::: Document extract :::
In June 2011, the United Nations Human Rights Council (UNHRC) passed Resolution 17/19, the first UN resolution ever to bring specific focus to human rights violations based on sexual orientation and gender identity. 

In November 2011 the High Commissioner for Human Rights released a ground breaking Report on discriminatory laws and practices and acts of violence against individuals based on their sexual orientation and gender identity

A year after the passing of Resolution 17/19 AWID talked to Radhika Chandiramani[1] about the relevance of this report on LGBTI Human Rights.

Human rights violations based on actual or perceived sexual orientation and gender identity are a global fact. In recent decades, LGBTI (lesbian, gay, bisexual, transgender and intersex) organizations have strengthened their work exposing these violations of their rights at the regional (like the Organization of American States system in the LAC region) and international (United Nations system) level.

State response to these human rights violations has often been partial or non-existent, leading to full impunity in some cases. In 2007, civil society experts introduced the Yogyakarta Principleson the application of international human rights law in relation to sexual orientation and gender identity issues. The Principles affirm international standards that are legally binding on States.[2] 

Last year, South Africa, where “corrective rape” of lesbians is one of the most common forms of violence, presented Resolution 17/19 along with Brazil and 39 additional co-sponsors from all regions of the world. It was passed on June 17, 2011 with 23 in favour, 19 against and 3 abstentions. In passing the Resolution, the Council requested the UN High Commissioner for Human Rights to commission a study on discriminatory laws and practices and acts of violence against individuals based on their sexual orientation and gender identity and how international human rights law can be used to end violence and related human rights violations based on sexual orientation and gender identity. 

AWID: Why was the release of this Report so ground breaking? 

Radhika Chandiramani (RC): The very spirit of human rights means that everyone has them simply because we are all human. So by this logic LGBTI people have the same human rights as anyone else. However, there are acts of violence against people who do not conform to gender and sexual norms, everywhere, in every region of the world. Violations range from psychological intimidation to detention, torture, ‘corrective’ rape, and even death. Why should people not be free to love whoever they want and to express their gender in the way that feels true to them? Why should they be discriminated against in access to education, health care, employment, and housing? In addition to this, there are laws criminalizing same-sex sexual activity in 78 countries and penalizing it with death in five – Iran, Mauritania, Saudi Arabia, Sudan and Yemen.[3]

UN mechanisms have documented such violations of human rights for close to two decades. Therefore, it was very important that the UNHRC commissioned this report to document discriminatory laws and practices and acts of violence against people because of their sexual orientation and gender identity and how international human rights law can be used to end this violence and the violations of people’s human rights.

The UN High Commissioner for Human Rights, Navi Pillay, studied the situation based on earlier reports to the UN, data and reports from regional organisations, some national authorities as well as NGOs. This report is significant in that it is the first UN report that provides details about the violations and discrimination faced by LGBT people around the world because of their real orperceived sexual orientation and gender identity. What is important to underscore is that the report mentions discrimination and violence based on perceived sexual orientation and gender identity. It also refers to intersex people in some parts of the text.

 In the report, the High Commissioner called on all States to protect the human rights of LGBT people and to repeal laws that criminalise same-sex sexual activity. This is a very significant report for all these reasons.

AWID: Is the existing international human rights framework enough to address the LGBTI human rights violations?
:::
Continue the interview about UN Resolution 17/19 from the point where it stops. The material that comes next isn't needed.
::: Supplied data :::
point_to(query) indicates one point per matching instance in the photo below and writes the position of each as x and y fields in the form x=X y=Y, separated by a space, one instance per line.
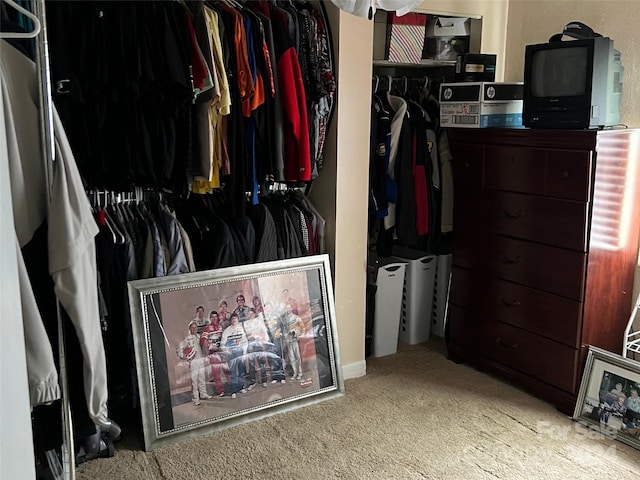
:::
• [Expected output]
RC: The international human rights framework is just that – a framework to guide the conduct of States. On its own it can never be enough. It has to be implemented and monitored and States have to be held accountable for their lapses both at home and also in the international sphere. The Universal Periodic Review process is also a good avenue to pursue these issues. It allows for States to monitor each other and puts pressure on them to comply with human rights standards. Within the international human rights framework, activists can also prepare civil society reports that reveal the actual situation on the ground and not just the public face that the government would like to show the world.

The existing international human rights framework calls on States to repeal laws that criminalise consensual same-sex sexual activity between adults. This is a good step, but changing laws is not sufficient. It is only one step in a long journey. In order to address discrimination and violations, we also need to work towards change at the social level. And we need to do this very carefully. In some cases, applying ‘international’ pressure can boomerang because some countries perceive it as a threat to their own sovereignty or an attempt to impose a ‘Western agenda’. There are instances where well meaning but misguided petitions and signature campaigns have led to effects quite different from what was intended.[4]

AWID: What is the role of culture and fundamentalisms in discussions on violence and discrimination based on sexual orientation and gender identity?

RC: Culture varies from place to place but human rights do not. Human rights are also not static, they are concepts in evolution and they highlight particular issues as the human rights framework evolves to cast its light on aspects that may not have been previously been considered. Cultural sensitivity cannot be an excuse.

Those religious groups that make claims based on their interpretation of religious texts are free to do so because of the right to freedom of religion. But human rights advocates cannot engage with them on religious terms or on terms of morality. We have to engage with them in terms of rights.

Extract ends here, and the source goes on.